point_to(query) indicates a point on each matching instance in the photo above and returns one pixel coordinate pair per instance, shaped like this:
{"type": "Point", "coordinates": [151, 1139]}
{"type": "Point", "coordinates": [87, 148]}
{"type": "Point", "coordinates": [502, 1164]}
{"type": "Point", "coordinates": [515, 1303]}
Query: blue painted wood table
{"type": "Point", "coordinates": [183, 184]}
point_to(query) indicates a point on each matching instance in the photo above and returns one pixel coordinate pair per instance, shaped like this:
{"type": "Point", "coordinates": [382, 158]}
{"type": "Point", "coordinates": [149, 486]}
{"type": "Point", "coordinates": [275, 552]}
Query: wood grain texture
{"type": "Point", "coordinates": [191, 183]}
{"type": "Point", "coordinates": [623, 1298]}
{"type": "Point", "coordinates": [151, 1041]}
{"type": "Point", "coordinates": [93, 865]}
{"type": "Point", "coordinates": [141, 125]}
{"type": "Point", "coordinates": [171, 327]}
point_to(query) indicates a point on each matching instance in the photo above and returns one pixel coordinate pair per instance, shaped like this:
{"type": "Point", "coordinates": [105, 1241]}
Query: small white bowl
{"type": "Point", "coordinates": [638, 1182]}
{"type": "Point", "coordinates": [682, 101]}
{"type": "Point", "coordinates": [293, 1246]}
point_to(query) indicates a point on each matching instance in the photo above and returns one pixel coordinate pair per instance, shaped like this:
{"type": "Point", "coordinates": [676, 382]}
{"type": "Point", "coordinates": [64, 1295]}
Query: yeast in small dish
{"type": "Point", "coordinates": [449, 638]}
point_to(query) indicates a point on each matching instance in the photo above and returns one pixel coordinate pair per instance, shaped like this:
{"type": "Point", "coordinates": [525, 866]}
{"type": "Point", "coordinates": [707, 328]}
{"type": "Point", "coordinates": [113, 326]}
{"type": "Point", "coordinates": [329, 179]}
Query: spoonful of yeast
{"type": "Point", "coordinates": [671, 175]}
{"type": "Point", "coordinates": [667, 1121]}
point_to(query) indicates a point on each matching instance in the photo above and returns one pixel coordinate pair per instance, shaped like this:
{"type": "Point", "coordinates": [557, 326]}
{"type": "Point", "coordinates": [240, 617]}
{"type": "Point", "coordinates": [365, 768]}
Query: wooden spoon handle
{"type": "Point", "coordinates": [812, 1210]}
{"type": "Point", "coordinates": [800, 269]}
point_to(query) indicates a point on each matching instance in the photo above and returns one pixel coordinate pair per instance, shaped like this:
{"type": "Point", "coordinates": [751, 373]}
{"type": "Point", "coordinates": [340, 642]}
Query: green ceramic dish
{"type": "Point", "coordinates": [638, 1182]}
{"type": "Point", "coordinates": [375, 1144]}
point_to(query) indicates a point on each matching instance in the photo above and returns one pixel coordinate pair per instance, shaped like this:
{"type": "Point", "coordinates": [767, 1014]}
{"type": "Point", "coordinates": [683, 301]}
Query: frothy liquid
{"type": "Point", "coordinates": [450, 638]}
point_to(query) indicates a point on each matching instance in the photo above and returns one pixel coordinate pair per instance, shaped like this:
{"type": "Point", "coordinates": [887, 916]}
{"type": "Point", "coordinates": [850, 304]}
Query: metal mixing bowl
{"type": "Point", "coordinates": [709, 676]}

--

● **WHAT YOU SHOULD DO**
Line by line, output the records exactly as given.

● **ANSWER AREA**
point_to(query) indicates a point on each matching instance in the photo above and returns one pixel coordinate pair per instance, shaped like this:
{"type": "Point", "coordinates": [151, 1139]}
{"type": "Point", "coordinates": [87, 148]}
{"type": "Point", "coordinates": [502, 1164]}
{"type": "Point", "coordinates": [515, 1303]}
Query: blue painted wood table
{"type": "Point", "coordinates": [183, 184]}
point_to(query) indicates a point on each matching instance in the photo above and returns one pixel coordinate pair per instance, shaped like this:
{"type": "Point", "coordinates": [382, 158]}
{"type": "Point", "coordinates": [149, 486]}
{"type": "Point", "coordinates": [275, 552]}
Query: wood grain texture
{"type": "Point", "coordinates": [191, 183]}
{"type": "Point", "coordinates": [623, 1298]}
{"type": "Point", "coordinates": [151, 1041]}
{"type": "Point", "coordinates": [93, 865]}
{"type": "Point", "coordinates": [141, 125]}
{"type": "Point", "coordinates": [171, 327]}
point_to(query) indicates a point on each matching instance in the photo above and returns one pixel coordinate pair per instance, shaped like this:
{"type": "Point", "coordinates": [105, 1241]}
Query: small white bowl
{"type": "Point", "coordinates": [638, 1182]}
{"type": "Point", "coordinates": [682, 101]}
{"type": "Point", "coordinates": [293, 1246]}
point_to(query) indicates a point on each matching instance in the photo above and returns one pixel coordinate pair per instance, shaped like this:
{"type": "Point", "coordinates": [676, 382]}
{"type": "Point", "coordinates": [64, 1295]}
Query: yeast in small dish
{"type": "Point", "coordinates": [449, 638]}
point_to(query) indicates a point on each matching instance in the photo above and returns one pixel coordinate pair per instance, shaped like this:
{"type": "Point", "coordinates": [525, 866]}
{"type": "Point", "coordinates": [707, 328]}
{"type": "Point", "coordinates": [113, 326]}
{"type": "Point", "coordinates": [329, 179]}
Query: spoonful of yeast
{"type": "Point", "coordinates": [671, 175]}
{"type": "Point", "coordinates": [667, 1121]}
point_to(query) indicates a point on each matching instance in the photo above and returns one pixel coordinate pair per instance, shaped like this:
{"type": "Point", "coordinates": [557, 326]}
{"type": "Point", "coordinates": [240, 617]}
{"type": "Point", "coordinates": [365, 768]}
Query: wooden spoon handle
{"type": "Point", "coordinates": [812, 1210]}
{"type": "Point", "coordinates": [800, 269]}
point_to(query) indicates a point on each matching instance in the photo above and returns one pixel coordinate pair per instance, shaped like this:
{"type": "Point", "coordinates": [751, 373]}
{"type": "Point", "coordinates": [340, 642]}
Query: green ceramic dish
{"type": "Point", "coordinates": [638, 1182]}
{"type": "Point", "coordinates": [375, 1144]}
point_to(query) indicates a point on each matching instance in the photo above and returns one pixel coordinate pair per instance, shaped like this:
{"type": "Point", "coordinates": [767, 1014]}
{"type": "Point", "coordinates": [683, 301]}
Query: frothy liquid
{"type": "Point", "coordinates": [450, 638]}
point_to(query) indicates a point on each matching instance in the photo above and returns one pixel coordinate pair per instance, shaped like this:
{"type": "Point", "coordinates": [887, 916]}
{"type": "Point", "coordinates": [850, 304]}
Query: metal mixing bowl
{"type": "Point", "coordinates": [709, 676]}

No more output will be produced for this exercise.